— Given exercise —
Recast the listing below as a numbered list, starting with the line that contains "sky -> outlines, every instance" and continuing through the line that contains "114 49 L 126", with blank lines omitted.

— Records for the task —
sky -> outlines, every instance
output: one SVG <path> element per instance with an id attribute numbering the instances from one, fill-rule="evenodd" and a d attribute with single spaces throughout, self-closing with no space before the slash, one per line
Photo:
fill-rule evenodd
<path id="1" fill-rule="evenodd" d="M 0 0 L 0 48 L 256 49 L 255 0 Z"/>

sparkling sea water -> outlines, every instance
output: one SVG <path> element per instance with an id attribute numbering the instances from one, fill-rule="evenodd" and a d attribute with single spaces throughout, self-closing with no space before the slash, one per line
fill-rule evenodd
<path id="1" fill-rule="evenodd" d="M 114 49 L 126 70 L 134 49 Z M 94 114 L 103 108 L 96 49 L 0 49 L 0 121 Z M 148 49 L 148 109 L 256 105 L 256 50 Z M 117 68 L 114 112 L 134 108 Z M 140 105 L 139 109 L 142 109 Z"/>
--
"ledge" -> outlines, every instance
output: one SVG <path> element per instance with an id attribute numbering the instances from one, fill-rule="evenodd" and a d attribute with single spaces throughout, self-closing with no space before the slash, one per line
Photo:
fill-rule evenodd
==
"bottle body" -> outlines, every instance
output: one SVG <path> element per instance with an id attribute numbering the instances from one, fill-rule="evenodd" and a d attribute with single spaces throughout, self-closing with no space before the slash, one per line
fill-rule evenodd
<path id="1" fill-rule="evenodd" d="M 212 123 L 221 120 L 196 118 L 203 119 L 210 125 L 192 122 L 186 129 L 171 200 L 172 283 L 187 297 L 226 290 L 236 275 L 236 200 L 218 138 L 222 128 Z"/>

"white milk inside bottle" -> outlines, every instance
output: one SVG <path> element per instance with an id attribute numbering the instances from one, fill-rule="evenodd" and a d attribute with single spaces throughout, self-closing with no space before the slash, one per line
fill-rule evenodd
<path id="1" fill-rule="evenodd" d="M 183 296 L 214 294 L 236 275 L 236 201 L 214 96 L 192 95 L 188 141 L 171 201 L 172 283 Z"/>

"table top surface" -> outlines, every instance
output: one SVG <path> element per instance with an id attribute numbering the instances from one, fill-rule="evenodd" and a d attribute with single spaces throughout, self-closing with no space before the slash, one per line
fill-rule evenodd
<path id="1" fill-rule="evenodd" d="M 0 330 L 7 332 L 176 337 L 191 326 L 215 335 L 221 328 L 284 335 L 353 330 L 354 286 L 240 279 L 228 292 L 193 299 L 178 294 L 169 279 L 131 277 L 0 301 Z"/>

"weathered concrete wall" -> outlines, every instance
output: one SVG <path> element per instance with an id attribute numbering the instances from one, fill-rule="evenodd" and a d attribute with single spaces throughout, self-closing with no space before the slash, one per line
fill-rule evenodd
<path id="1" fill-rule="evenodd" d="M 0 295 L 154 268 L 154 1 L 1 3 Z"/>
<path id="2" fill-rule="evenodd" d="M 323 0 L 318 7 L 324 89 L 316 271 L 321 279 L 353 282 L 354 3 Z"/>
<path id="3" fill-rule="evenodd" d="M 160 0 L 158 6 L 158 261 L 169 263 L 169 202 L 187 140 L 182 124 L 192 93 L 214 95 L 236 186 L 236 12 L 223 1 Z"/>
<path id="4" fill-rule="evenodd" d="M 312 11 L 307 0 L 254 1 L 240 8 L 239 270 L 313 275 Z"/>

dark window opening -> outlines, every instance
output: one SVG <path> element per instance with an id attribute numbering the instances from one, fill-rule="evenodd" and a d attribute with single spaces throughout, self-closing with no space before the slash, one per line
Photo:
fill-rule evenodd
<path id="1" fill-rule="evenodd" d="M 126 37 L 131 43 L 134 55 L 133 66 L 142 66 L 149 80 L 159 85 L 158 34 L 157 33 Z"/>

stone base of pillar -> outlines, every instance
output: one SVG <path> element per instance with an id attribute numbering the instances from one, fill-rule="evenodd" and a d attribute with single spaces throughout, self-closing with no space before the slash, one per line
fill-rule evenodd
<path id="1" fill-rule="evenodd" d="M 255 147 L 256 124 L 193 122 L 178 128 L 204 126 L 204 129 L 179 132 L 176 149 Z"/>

— Reply —
1. sky -> outlines, every instance
2. output: one SVG <path> element per instance with an id attribute numbering the instances from one, fill-rule="evenodd" and a d attribute with single spaces throughout, self-closing with no space before the slash, one per line
3. Photo:
4. fill-rule evenodd
5. <path id="1" fill-rule="evenodd" d="M 0 0 L 0 48 L 256 49 L 255 0 Z"/>
6. sparkling sea water -> outlines, every instance
7. output: one SVG <path> element per instance with an id attribute numbering the instances from one, fill-rule="evenodd" and a d attribute with single spaces throughout, self-closing with no space before the slash, one per line
8. fill-rule evenodd
9. <path id="1" fill-rule="evenodd" d="M 114 49 L 126 70 L 134 49 Z M 94 114 L 103 108 L 96 49 L 0 49 L 0 121 Z M 148 49 L 148 109 L 256 105 L 256 50 Z M 117 68 L 114 112 L 134 108 Z M 140 105 L 139 109 L 142 109 Z"/>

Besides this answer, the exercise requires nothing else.